PROBLEM DESCRIPTION —
Please keep the images out and set down the data exactly as given.
%%
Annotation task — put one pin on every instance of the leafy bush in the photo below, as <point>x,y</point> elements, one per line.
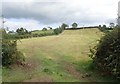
<point>106,54</point>
<point>10,54</point>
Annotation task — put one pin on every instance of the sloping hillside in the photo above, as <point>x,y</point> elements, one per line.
<point>57,58</point>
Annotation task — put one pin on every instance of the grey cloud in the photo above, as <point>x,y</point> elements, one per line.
<point>53,12</point>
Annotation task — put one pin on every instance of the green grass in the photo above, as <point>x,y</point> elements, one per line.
<point>62,58</point>
<point>43,32</point>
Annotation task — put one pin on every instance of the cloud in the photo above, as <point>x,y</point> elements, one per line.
<point>49,12</point>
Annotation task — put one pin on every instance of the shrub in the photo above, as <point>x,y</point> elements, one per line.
<point>106,55</point>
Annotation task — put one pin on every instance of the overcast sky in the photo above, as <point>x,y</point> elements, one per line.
<point>36,14</point>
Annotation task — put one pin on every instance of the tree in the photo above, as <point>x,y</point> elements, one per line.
<point>74,25</point>
<point>50,27</point>
<point>104,26</point>
<point>112,25</point>
<point>63,26</point>
<point>44,29</point>
<point>10,54</point>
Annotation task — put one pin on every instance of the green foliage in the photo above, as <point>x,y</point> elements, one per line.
<point>74,25</point>
<point>58,30</point>
<point>10,54</point>
<point>106,54</point>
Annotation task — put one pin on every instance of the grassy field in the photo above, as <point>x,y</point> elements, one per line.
<point>62,58</point>
<point>43,32</point>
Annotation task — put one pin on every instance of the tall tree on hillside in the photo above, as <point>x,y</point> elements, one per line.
<point>63,26</point>
<point>74,25</point>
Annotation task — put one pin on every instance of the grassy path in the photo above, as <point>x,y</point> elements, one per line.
<point>62,58</point>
%%
SOLUTION FOR THIS PROBLEM —
Annotation task — put one pin on every instance of the leafy bush in the photo below, as <point>x,y</point> elements, one per line.
<point>106,54</point>
<point>10,54</point>
Annotation task — put one pin on every instance of the sloping hillside in the photo above, as <point>x,y</point> elements, one per line.
<point>57,58</point>
Annotation task — put one pin on every instance of the grey cloud in the photo above, as <point>x,y</point> elements, one per line.
<point>53,12</point>
Annotation task — put one pin on every instance of the green grass in the photo above, as <point>x,y</point> elements, one per line.
<point>62,58</point>
<point>43,32</point>
Annotation task — put one pin on every instance of the cloud in the photo above, as <point>x,y</point> elements, one per line.
<point>49,12</point>
Annotation task — put one pin on every instance of the shrub in the photo above, as <point>x,y</point> elements, one per line.
<point>106,55</point>
Annotation task — put one pin on every instance of the overcast sky in the photo above, as <point>x,y</point> elements, one per line.
<point>36,14</point>
Annotation task — put one pin on every instance of the tree in the photo above, as <point>x,y</point> elements, one per line.
<point>74,25</point>
<point>50,27</point>
<point>104,26</point>
<point>112,25</point>
<point>63,26</point>
<point>44,29</point>
<point>10,54</point>
Annotation task — put one pin on every instance of the green foliage in the photo above, as <point>x,y</point> elements, one per line.
<point>74,25</point>
<point>58,30</point>
<point>10,54</point>
<point>106,54</point>
Annotation task — put one pin on every instance of the grassy field in the photo above, as <point>x,y</point> elements, one per line.
<point>62,58</point>
<point>43,32</point>
Annotation task — put one pin on every instance of the tall tree on hillside in the photo above, as <point>x,y</point> elements, one per line.
<point>63,26</point>
<point>74,25</point>
Annotation task — put one pin on every instance of the grassy path in the photo above, as <point>x,y</point> elements, one per line.
<point>62,58</point>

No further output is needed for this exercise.